Stated task: Reproduce the lines below word for word, from the first line through the line that contains "xmin=542 ymin=319 xmax=580 ymax=360", with that final line included.

*** Dataset records

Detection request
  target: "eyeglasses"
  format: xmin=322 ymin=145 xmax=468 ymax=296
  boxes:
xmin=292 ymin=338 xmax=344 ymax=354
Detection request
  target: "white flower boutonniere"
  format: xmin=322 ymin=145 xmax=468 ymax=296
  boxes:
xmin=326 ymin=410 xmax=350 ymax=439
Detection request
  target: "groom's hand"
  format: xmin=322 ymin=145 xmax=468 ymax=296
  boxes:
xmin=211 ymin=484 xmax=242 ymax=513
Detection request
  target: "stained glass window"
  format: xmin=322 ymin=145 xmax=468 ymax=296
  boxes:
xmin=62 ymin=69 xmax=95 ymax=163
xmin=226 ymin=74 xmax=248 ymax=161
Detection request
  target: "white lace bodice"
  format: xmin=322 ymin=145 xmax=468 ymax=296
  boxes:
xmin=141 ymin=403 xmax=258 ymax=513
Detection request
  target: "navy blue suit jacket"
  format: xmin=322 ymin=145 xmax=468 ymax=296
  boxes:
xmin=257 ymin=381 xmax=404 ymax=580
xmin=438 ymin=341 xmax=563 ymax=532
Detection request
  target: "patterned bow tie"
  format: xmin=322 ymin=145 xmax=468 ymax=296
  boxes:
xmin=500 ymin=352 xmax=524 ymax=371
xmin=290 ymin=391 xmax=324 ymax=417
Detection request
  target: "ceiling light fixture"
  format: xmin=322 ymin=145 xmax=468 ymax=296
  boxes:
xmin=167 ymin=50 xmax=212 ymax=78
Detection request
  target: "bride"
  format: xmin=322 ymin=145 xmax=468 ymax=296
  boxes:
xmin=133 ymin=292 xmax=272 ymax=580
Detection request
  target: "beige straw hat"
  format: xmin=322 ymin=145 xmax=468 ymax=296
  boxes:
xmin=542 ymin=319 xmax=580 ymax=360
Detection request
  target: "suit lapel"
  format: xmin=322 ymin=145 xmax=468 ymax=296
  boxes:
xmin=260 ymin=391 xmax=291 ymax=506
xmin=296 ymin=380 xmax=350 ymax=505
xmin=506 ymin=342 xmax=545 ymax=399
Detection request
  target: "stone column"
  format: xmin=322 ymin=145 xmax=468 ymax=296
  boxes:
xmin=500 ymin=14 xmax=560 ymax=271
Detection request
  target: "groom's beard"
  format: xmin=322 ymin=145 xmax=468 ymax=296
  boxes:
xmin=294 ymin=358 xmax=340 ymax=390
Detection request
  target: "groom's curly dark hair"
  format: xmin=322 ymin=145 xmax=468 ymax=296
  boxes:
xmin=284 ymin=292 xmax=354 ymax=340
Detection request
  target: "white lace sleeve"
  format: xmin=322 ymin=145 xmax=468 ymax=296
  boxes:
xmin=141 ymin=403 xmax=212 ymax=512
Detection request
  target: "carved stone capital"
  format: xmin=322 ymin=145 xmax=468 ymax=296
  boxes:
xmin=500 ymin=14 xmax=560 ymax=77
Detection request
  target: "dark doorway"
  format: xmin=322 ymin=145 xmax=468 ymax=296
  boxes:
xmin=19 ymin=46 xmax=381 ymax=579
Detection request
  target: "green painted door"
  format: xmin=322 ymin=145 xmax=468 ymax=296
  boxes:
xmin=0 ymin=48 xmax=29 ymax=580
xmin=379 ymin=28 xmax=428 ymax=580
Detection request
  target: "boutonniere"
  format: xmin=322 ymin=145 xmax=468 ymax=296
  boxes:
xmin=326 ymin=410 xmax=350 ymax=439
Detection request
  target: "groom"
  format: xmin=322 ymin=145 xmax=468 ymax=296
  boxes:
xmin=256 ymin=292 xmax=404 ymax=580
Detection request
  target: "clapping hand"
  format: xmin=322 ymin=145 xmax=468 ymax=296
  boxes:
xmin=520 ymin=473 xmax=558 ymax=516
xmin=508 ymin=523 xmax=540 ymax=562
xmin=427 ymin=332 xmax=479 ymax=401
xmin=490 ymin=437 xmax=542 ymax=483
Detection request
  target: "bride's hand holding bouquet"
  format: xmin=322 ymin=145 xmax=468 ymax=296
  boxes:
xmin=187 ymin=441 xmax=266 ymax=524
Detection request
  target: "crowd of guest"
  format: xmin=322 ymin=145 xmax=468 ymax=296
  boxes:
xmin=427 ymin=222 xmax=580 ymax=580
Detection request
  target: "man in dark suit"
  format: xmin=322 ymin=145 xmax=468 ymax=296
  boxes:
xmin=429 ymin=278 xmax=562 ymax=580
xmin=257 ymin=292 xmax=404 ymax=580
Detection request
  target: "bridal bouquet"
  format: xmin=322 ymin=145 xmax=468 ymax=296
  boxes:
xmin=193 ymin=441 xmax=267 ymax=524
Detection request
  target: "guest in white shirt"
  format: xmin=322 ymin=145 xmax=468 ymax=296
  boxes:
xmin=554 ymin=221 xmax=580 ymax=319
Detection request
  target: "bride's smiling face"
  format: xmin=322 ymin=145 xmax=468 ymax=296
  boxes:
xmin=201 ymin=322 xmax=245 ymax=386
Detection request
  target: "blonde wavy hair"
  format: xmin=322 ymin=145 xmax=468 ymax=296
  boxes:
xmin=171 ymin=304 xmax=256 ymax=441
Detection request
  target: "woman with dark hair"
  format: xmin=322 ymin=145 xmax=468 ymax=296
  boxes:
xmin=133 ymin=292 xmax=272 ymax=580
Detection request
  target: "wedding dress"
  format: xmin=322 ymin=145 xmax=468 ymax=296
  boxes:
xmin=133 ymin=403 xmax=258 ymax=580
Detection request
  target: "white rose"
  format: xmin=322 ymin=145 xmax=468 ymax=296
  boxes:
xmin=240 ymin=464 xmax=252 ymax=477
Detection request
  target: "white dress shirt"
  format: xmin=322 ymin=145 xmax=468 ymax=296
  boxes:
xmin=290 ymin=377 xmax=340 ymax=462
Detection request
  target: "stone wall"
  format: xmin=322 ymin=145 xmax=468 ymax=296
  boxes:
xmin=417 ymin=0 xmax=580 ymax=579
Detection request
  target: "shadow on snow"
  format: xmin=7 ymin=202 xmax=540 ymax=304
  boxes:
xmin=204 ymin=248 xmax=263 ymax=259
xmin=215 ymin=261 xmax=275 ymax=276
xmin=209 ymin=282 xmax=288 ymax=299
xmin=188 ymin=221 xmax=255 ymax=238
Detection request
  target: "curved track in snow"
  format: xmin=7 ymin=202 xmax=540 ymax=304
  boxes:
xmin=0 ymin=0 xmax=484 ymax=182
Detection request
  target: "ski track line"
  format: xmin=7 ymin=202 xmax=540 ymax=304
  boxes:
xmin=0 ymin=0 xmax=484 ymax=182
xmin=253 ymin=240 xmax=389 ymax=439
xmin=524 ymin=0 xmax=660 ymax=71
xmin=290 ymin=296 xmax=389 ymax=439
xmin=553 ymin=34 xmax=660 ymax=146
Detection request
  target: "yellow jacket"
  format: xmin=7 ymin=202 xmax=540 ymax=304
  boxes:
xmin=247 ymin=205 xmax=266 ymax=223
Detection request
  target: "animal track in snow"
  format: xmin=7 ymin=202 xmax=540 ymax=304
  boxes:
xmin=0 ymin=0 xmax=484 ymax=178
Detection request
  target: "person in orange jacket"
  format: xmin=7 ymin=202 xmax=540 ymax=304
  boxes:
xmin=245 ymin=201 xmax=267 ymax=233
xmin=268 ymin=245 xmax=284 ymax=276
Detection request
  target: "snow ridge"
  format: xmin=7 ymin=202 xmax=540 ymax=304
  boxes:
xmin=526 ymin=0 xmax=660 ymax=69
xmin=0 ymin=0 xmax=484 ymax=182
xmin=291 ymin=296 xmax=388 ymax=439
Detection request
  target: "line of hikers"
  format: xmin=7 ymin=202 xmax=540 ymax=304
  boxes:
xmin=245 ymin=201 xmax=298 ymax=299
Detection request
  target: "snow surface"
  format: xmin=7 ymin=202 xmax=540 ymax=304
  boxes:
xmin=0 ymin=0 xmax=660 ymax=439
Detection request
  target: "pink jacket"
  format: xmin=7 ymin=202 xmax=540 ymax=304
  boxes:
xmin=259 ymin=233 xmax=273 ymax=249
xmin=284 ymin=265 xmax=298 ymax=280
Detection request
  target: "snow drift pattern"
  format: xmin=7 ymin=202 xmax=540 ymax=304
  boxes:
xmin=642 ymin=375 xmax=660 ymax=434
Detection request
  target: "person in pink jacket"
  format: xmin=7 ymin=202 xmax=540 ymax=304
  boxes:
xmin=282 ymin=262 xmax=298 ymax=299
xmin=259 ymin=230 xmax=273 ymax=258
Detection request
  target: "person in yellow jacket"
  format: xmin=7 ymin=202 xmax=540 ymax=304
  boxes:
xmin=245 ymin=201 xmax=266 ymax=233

******

Task response:
Detection request
  target: "eyeglasses"
  format: xmin=322 ymin=145 xmax=468 ymax=296
  boxes:
xmin=292 ymin=338 xmax=344 ymax=354
Detection request
  target: "white flower boutonniere"
  format: xmin=322 ymin=145 xmax=468 ymax=296
  boxes:
xmin=326 ymin=410 xmax=350 ymax=439
Detection request
  target: "groom's hand"
  format: xmin=322 ymin=145 xmax=468 ymax=296
  boxes:
xmin=211 ymin=484 xmax=242 ymax=513
Detection request
  target: "stained glass window"
  format: xmin=322 ymin=145 xmax=468 ymax=296
  boxes:
xmin=62 ymin=69 xmax=95 ymax=163
xmin=226 ymin=74 xmax=248 ymax=161
Detection request
  target: "white lace bodice"
  format: xmin=322 ymin=145 xmax=468 ymax=296
  boxes:
xmin=141 ymin=403 xmax=258 ymax=513
Detection request
  target: "navy blue suit jacket"
  format: xmin=322 ymin=145 xmax=468 ymax=296
  boxes:
xmin=257 ymin=381 xmax=404 ymax=580
xmin=438 ymin=341 xmax=563 ymax=532
Detection request
  target: "patterned bow tie"
  format: xmin=322 ymin=145 xmax=468 ymax=296
  boxes:
xmin=500 ymin=352 xmax=524 ymax=371
xmin=290 ymin=391 xmax=324 ymax=417
Detection request
  target: "ceiling light fixture"
  format: xmin=322 ymin=145 xmax=468 ymax=296
  boxes:
xmin=167 ymin=50 xmax=212 ymax=78
Detection request
  target: "bride"
  format: xmin=322 ymin=145 xmax=468 ymax=296
  boxes:
xmin=133 ymin=292 xmax=272 ymax=580
Detection request
  target: "beige straw hat"
  format: xmin=322 ymin=145 xmax=468 ymax=296
  boxes:
xmin=542 ymin=319 xmax=580 ymax=360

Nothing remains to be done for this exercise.